-- Exercise --
Quote the whole listing verbatim.

━━━ Extracted information ━━━

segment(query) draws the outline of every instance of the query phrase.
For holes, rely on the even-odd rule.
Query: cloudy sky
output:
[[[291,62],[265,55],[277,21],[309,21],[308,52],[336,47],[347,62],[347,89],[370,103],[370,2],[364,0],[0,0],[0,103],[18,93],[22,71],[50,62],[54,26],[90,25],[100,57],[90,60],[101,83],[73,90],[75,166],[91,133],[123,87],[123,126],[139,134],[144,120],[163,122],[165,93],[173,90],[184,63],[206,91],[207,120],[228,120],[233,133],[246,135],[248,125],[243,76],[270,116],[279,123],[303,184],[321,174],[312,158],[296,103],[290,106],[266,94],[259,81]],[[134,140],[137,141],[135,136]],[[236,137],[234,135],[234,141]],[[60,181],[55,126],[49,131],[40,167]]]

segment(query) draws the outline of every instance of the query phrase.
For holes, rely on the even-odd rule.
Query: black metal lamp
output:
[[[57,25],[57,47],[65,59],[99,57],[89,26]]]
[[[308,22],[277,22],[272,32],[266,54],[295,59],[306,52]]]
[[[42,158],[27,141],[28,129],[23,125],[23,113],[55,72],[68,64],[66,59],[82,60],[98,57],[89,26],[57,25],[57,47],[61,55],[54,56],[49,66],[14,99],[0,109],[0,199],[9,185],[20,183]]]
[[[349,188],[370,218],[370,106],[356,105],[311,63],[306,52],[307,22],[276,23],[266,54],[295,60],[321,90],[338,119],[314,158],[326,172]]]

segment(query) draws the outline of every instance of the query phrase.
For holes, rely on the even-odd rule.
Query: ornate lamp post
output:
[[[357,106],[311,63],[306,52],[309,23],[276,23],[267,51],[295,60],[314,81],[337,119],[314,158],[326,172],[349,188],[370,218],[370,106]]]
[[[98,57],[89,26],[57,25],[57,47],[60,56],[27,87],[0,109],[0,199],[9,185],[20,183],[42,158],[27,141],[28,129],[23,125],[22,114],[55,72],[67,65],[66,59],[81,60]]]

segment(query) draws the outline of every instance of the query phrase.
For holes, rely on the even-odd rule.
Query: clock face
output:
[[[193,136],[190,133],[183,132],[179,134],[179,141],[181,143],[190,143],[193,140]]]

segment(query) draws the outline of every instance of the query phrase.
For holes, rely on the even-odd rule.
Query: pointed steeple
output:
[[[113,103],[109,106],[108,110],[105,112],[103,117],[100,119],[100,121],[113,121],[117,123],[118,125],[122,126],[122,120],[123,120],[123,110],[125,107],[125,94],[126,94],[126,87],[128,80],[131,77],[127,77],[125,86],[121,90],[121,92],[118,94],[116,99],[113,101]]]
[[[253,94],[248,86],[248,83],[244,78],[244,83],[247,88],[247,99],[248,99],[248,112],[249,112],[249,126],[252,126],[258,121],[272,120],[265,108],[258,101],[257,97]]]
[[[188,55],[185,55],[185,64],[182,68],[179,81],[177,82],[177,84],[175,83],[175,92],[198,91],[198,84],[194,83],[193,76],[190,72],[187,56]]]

━━━

-- Answer for this exercise --
segment(query) draws the outline of every instance of the query phrase.
For holes, rely on the even-odd rule.
Query: cloudy sky
output:
[[[291,62],[265,55],[277,21],[309,21],[308,52],[336,47],[347,62],[347,89],[370,103],[370,2],[364,0],[0,0],[0,103],[18,93],[22,71],[50,62],[54,26],[90,25],[100,57],[90,60],[101,83],[73,90],[75,166],[91,133],[123,87],[123,126],[139,134],[144,120],[163,122],[165,93],[173,90],[184,63],[206,91],[207,120],[228,120],[233,133],[246,135],[248,125],[243,76],[270,116],[279,123],[303,184],[321,174],[312,158],[296,103],[290,106],[266,94],[259,81]],[[134,140],[137,141],[135,136]],[[236,137],[234,135],[234,141]],[[60,181],[55,126],[49,131],[40,167]]]

segment(query) draws the outline of every instance of the query phrase.
For holes, rely on the even-odd rule.
Query: black metal lamp
output:
[[[57,25],[57,47],[65,59],[99,57],[89,26]]]
[[[308,22],[277,22],[272,32],[266,54],[295,59],[306,52]]]
[[[42,158],[27,141],[28,129],[23,125],[23,113],[55,72],[68,64],[66,59],[82,60],[98,57],[89,26],[57,25],[57,47],[61,55],[54,56],[49,66],[14,99],[0,109],[0,199],[9,185],[20,183]]]
[[[349,188],[370,218],[370,106],[356,105],[311,63],[306,52],[307,22],[276,23],[266,54],[295,60],[321,90],[338,119],[314,158],[326,172]]]

segment(query) draws the outline of every instance of the query phrase.
For holes, rely on the even-odd rule.
Query: ornate lamp post
output:
[[[357,106],[311,63],[306,52],[309,23],[276,23],[267,51],[295,60],[314,81],[337,119],[314,158],[326,172],[349,188],[370,218],[370,106]]]
[[[98,57],[89,26],[57,25],[57,47],[60,56],[27,87],[0,109],[0,199],[9,185],[20,183],[42,158],[27,141],[28,129],[23,125],[22,114],[55,72],[67,65],[66,59],[81,60]]]

segment(query) draws the outline of every instance of the query phrase.
For holes, rely on the even-odd rule.
Query: clock face
output:
[[[193,136],[190,133],[183,132],[179,134],[179,141],[181,143],[190,143],[193,140]]]

segment(query) draws the outline of every instance of the query phrase.
For holes, rely on the even-odd rule.
Query: pointed steeple
output:
[[[113,103],[109,106],[108,110],[105,112],[103,117],[100,119],[100,121],[113,121],[117,123],[118,125],[122,126],[122,120],[123,120],[123,110],[125,107],[125,94],[126,94],[126,87],[128,80],[131,77],[127,77],[125,86],[121,90],[121,92],[118,94],[116,99],[113,101]]]
[[[253,94],[248,86],[248,83],[244,78],[244,83],[247,88],[247,99],[248,99],[248,112],[249,112],[249,126],[252,126],[258,121],[272,120],[265,108],[258,101],[257,97]]]
[[[188,55],[185,55],[185,64],[182,68],[179,81],[177,82],[177,84],[175,83],[175,92],[198,91],[198,84],[194,83],[193,76],[190,72],[187,56]]]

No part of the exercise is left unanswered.